§ DOCUMENT SECTION
== Segment start ==

Nevada’s legal cannabis industry raked in $81.2 million in tax revenue for the first 10 months of the fiscal year ending in July 2019. That’s already well ahead of the $69.7 million in tax revenue generated during the fiscal year ending July 2018, the first year of recreational sales.
Thanks to a recent legislative change, revenue from the 10 percent retail tax (roughly half the tax revenue generated) will go directly to the state’s education fund, rather than the state’s Rainy Day fund, as it has in the past.
Additionally, local governments are putting revenue generated by marijuana licensing fees to work.
“We’re paying $12 million a year for the homeless,” Clark County Commissioner Tick Segerblom told a crowd of cannabis industry representatives gathered Monday to observe the second anniversary of legal recreational sales. Commissioners decided recently to fund efforts to help young people receive the assistance they need to break out of homelessness.
The gathering at Oasis Dispensary on Industrial Road in Las Vegas focused on legislative achievements, including a measure now in effect that allows those with non-violent marijuana offenses to have their records sealed.
Assembly Bill 192 allows those convicted of activities now decriminalized or legalized to request the court to seal those records. Courts may not charge petitioners, and objections by the state must be filed within 10 days. The new law took effect on July 1, 2019.
Similar laws have been enacted in California, Colorado, Delaware, Massachusetts, Maryland, New Mexico, Oregon, Washington, Rhode Island and Utah.
“This session was all about justice,” Assemblyman William McCurdy, who sponsored AB 192, told the group. “We all know the negative impacts of the failed war on drugs and the disproportionate impact on communities of color.”
A bill that prohibits most employers from conducting pre-employment drug screens for cannabis will go into effect in December.

== Segment end ==

§ TASK TO CARRY OUT
Edit the passage of the Nevada cannabis tax article between "Thanks to a" and "in the past.", inclusive, replacing "Rainy Day fund" with "reserve fund", and give the edited passage. Rely on the text alone.

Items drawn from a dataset
== Segment start ==

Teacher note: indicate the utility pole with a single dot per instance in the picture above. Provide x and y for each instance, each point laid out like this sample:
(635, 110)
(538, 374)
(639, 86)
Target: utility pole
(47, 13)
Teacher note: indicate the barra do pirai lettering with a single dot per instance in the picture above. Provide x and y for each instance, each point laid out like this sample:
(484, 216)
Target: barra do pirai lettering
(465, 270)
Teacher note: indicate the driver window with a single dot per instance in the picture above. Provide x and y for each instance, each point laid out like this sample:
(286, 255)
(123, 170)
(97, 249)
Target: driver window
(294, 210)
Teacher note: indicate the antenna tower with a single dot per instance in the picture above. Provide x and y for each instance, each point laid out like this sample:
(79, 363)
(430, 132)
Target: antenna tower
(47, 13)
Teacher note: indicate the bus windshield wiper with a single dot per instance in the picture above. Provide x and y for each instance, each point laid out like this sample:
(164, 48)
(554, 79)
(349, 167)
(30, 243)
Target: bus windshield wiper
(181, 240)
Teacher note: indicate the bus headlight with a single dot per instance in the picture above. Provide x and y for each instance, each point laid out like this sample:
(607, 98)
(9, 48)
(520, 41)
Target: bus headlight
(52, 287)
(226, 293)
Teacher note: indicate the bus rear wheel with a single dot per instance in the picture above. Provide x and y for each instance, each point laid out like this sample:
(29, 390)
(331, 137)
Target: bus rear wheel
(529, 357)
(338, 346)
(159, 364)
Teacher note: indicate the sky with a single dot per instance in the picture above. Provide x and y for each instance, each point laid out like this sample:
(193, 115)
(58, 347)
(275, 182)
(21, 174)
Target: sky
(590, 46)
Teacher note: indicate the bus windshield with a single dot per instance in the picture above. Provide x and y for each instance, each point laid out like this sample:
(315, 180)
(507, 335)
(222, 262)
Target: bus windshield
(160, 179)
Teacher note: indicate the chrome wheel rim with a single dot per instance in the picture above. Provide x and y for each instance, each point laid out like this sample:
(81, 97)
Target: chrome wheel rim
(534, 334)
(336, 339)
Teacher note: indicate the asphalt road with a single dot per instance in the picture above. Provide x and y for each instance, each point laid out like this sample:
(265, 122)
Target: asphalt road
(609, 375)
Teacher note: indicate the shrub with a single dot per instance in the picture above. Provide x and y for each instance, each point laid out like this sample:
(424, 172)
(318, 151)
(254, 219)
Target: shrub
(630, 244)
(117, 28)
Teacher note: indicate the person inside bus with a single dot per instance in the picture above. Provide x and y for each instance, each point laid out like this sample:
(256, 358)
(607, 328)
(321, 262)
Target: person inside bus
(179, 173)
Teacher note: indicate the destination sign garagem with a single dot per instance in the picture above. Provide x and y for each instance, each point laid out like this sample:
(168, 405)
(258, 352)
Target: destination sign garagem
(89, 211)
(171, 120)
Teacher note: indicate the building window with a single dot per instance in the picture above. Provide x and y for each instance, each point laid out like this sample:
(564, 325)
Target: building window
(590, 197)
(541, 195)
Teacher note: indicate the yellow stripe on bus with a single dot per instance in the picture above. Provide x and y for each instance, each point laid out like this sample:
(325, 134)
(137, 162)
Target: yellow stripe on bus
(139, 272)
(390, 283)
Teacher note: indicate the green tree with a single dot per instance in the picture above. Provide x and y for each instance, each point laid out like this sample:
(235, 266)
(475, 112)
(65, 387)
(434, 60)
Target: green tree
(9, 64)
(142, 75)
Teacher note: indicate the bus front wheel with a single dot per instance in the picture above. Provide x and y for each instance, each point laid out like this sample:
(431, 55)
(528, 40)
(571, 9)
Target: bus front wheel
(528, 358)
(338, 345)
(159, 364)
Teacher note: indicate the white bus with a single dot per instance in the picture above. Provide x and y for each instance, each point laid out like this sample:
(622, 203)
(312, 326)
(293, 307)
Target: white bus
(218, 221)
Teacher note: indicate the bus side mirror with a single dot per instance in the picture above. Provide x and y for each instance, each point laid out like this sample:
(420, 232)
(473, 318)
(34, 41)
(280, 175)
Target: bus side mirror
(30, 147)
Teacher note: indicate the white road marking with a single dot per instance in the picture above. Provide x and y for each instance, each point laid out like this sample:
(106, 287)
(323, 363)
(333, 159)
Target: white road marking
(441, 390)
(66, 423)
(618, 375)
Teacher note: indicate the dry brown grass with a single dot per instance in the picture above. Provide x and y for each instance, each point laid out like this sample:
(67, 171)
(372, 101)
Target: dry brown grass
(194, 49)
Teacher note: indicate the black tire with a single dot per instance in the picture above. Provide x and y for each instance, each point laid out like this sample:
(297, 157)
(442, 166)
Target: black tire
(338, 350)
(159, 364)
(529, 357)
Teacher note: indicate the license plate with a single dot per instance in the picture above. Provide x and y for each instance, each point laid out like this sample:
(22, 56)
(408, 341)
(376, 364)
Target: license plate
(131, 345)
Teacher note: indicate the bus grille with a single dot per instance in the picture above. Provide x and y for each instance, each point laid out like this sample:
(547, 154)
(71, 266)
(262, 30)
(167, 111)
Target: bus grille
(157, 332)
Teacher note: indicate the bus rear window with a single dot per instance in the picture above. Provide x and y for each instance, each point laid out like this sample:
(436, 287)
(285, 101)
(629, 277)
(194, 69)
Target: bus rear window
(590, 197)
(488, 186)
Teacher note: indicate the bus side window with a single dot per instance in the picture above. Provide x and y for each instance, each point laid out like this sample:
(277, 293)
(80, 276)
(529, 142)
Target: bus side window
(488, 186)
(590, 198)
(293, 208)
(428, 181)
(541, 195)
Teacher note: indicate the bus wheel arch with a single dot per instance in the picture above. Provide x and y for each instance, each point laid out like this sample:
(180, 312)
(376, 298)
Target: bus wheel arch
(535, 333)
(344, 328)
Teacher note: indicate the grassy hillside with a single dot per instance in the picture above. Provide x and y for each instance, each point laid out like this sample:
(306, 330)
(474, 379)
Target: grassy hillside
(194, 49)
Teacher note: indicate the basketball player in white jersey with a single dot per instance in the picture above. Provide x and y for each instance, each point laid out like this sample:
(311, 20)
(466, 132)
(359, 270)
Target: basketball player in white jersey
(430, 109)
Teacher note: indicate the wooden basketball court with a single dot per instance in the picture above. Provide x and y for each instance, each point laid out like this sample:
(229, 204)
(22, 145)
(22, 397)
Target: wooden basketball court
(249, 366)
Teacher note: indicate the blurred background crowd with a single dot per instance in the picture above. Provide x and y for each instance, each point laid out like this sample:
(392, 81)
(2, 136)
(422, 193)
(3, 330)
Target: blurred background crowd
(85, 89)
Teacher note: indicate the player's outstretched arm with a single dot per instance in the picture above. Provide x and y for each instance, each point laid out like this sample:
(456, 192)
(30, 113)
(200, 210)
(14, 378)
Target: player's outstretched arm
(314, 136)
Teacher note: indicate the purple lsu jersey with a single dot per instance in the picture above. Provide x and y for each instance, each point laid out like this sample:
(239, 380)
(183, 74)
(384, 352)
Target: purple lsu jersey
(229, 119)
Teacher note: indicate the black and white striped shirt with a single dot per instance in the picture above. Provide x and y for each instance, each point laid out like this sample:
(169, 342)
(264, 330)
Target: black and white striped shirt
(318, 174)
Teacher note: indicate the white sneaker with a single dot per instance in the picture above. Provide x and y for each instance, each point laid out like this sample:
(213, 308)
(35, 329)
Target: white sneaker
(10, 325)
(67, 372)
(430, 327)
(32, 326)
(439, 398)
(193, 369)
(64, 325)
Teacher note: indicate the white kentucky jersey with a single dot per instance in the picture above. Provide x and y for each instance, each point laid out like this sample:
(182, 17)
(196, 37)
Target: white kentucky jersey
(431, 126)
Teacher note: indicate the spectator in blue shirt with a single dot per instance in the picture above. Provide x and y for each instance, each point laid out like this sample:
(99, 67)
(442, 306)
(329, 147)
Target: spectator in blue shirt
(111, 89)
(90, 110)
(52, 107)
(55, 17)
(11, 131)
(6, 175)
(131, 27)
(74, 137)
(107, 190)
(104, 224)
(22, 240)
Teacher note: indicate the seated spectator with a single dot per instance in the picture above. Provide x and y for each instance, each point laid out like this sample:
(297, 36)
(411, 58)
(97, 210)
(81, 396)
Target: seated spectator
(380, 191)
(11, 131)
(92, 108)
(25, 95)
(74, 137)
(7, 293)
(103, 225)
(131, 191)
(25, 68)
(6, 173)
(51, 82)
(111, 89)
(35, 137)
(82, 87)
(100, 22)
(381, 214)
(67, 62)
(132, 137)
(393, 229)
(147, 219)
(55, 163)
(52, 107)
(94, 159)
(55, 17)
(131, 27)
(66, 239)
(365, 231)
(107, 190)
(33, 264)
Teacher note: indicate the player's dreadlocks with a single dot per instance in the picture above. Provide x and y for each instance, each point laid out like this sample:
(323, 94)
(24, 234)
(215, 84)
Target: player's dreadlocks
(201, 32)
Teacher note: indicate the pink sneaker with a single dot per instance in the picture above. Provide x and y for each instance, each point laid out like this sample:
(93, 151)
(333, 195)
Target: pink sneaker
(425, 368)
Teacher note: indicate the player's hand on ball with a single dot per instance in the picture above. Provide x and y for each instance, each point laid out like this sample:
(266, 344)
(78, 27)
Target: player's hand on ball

== Segment end ==

§ OUTPUT OF THE EXERCISE
Thanks to a recent legislative change, revenue from the 10 percent retail tax (roughly half the tax revenue generated) will go directly to the state’s education fund, rather than the state’s reserve fund, as it has in the past.